TEXT PROVIDED:
[START]

Re: [Chicken-users] Unbounded stack growth

[Marc Feeley]

On 2012-07-11, at 5:59 PM, Felix wrote:

>> 
>> Performance should not trump safety and correctness.
> 
> Absolutely right, yet everybody has a different perception of what
> performance, safety and correctness means. Segfaulting on
> _stack-overflow_ is not something that I'd call "incorrect" or "unsafe"
> - I'd call it "inconvenient" and it may be the case that handling the
> overflow gracefully isn't such a big deal at all. On the other hand,
> an extremely deep recursion could in such a case (stack checks
> everywhere) bring the machine to a halt due to excessive thrashing.  I
> don't know whether I'd perhaps prefer the segfault in such a situation...

The point is that, in a high-level language, a segfault represents a loss of 
control of the language implementation.  On unix systems, it is usually caused 
by a protected virtual memory page that has been touched, and a segfault signal 
is generated.  Not very informative, but not a big safety issue.  On other 
operating systems (e.g. in a Nintendo DS, a FPGA, or a toaster), some unrelated 
zone of memory (say the heap containing Scheme objects) has been corrupted 
silently and the program has started executing random stuff, possibly burning 
your toast and setting fire to the house.

[END]

WHAT THIS EXERCISE ASKS:
1. In the Chicken-users message, what usually causes a segfault on unix systems?
2. Print the Chicken-users message between "The point is" and "to the house.", inclusive.
3. Write what comes next in the Chicken-users message on unbounded stack growth, picking up after its last sentence.
The material is unrelated to the Chicken-users message.

INFORMATION SUPPLIED:
[START]

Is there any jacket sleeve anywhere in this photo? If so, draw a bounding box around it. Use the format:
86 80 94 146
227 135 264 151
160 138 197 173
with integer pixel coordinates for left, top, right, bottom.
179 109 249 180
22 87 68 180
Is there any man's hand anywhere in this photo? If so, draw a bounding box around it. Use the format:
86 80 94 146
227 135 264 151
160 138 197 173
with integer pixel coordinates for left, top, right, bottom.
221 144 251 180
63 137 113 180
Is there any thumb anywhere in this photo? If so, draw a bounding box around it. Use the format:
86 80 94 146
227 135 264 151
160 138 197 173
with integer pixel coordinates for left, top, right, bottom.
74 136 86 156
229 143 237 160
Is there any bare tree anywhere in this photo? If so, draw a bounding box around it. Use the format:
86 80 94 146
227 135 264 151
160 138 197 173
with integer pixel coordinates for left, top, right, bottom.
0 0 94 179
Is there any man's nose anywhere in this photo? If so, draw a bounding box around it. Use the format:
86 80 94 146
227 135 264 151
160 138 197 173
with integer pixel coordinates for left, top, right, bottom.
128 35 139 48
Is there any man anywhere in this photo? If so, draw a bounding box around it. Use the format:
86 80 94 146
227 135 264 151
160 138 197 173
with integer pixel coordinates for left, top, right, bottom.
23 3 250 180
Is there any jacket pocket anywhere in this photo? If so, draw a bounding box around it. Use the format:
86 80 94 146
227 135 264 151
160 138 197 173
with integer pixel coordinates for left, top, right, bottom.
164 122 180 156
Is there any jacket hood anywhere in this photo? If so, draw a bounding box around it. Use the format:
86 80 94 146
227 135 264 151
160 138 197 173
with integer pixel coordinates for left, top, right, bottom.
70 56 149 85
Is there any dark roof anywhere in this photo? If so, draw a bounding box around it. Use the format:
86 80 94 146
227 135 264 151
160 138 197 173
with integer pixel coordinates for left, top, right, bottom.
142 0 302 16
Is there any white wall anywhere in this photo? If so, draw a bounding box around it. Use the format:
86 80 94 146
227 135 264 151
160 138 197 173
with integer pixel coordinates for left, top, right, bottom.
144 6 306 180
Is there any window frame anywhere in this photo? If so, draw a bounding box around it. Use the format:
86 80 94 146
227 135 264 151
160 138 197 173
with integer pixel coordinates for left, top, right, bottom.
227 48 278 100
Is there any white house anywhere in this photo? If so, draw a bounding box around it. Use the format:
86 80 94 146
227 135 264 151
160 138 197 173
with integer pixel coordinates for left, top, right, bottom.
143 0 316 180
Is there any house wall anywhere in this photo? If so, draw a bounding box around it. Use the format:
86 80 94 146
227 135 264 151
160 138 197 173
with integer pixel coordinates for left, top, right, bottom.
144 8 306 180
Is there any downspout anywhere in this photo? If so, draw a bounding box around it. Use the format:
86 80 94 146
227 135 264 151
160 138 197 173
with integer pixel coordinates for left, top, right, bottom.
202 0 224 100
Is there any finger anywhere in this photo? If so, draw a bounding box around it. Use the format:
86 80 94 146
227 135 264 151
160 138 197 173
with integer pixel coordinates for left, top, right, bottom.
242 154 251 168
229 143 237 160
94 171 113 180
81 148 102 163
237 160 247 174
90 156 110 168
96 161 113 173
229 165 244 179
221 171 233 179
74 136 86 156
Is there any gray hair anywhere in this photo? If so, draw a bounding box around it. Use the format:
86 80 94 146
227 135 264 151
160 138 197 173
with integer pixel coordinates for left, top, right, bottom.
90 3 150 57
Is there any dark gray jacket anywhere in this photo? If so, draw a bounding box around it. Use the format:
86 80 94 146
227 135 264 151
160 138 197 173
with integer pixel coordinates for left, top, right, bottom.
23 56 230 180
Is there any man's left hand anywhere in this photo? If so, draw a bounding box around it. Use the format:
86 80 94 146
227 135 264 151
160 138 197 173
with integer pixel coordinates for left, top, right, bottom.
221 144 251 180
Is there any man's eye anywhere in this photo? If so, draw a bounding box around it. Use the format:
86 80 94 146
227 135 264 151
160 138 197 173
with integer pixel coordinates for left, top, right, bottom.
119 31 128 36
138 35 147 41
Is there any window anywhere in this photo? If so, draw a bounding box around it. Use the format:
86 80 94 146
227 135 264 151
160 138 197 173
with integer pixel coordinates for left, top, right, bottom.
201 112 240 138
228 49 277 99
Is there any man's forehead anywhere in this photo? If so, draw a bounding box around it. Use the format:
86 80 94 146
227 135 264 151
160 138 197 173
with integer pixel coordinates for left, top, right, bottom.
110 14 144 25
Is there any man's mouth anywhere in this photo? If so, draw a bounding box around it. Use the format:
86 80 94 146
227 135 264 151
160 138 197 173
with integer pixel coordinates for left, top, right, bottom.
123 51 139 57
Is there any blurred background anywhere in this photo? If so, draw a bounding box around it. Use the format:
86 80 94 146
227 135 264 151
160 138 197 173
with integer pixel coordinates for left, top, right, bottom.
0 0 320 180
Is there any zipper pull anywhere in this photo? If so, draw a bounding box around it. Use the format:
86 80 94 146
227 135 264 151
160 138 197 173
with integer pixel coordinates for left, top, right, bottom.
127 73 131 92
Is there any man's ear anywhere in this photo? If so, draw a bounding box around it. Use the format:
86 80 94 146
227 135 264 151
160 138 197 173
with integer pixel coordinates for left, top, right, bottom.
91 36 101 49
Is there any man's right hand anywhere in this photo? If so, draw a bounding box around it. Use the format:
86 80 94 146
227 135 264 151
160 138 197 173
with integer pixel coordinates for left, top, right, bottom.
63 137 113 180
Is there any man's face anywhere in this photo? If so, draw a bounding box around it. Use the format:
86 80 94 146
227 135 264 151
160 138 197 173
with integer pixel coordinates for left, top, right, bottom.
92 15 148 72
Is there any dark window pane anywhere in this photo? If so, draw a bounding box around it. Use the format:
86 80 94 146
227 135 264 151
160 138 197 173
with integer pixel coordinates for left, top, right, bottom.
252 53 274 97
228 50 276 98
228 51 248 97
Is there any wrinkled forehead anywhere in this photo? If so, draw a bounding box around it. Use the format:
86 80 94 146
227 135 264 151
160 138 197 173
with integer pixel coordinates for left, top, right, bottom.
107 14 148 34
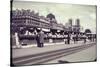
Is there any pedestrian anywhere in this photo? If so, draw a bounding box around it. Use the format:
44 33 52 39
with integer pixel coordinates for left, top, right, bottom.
67 33 70 44
83 35 86 43
34 32 41 47
39 29 44 47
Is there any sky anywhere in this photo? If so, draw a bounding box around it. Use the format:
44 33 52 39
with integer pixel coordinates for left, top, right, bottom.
12 1 96 33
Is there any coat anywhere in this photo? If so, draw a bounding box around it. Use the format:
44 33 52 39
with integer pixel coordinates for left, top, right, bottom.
39 32 44 43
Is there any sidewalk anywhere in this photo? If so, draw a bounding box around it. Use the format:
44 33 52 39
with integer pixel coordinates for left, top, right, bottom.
12 41 95 58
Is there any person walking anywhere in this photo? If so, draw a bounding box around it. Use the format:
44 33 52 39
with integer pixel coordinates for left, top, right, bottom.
38 29 44 47
67 33 70 44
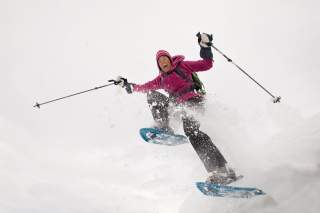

[END]

EXPECTED RESPONSES:
1. Touching a protected virtual memory page, which generates a segfault signal.

2.
The point is that, in a high-level language, a segfault represents a loss of 
control of the language implementation.  On unix systems, it is usually caused 
by a protected virtual memory page that has been touched, and a segfault signal 
is generated.  Not very informative, but not a big safety issue.  On other 
operating systems (e.g. in a Nintendo DS, a FPGA, or a toaster), some unrelated 
zone of memory (say the heap containing Scheme objects) has been corrupted 
silently and the program has started executing random stuff, possibly burning 
your toast and setting fire to the house.

3.
The programmer already has control (with the csc -heap-limit N option) over how 
much memory is available to the program to avoid thrashing caused by an 
infinite recursion, or an allocation loop gone wild.  There should be no 
difference in heap and stack allocation.  These are implementation terms.  It 
is all just memory.  After all, the Cheney on the MTA approach was designed to 
migrate the stack frames to the heap transparently, so the user should be 
isolated from the concern of where the continuation is stored.

What is unfortunate with this bug is that it goes against the programmer's 
intuition.  If you slightly modify the code to this :

;; File: even.scm

(define (even i n)
  (if (= 0 (modulo i 100000)) (print i))
  (if (= i n)
      #t
      (not (even (+ i 1) n))))

(print (even 0 (string->number (car (command-line-arguments)))))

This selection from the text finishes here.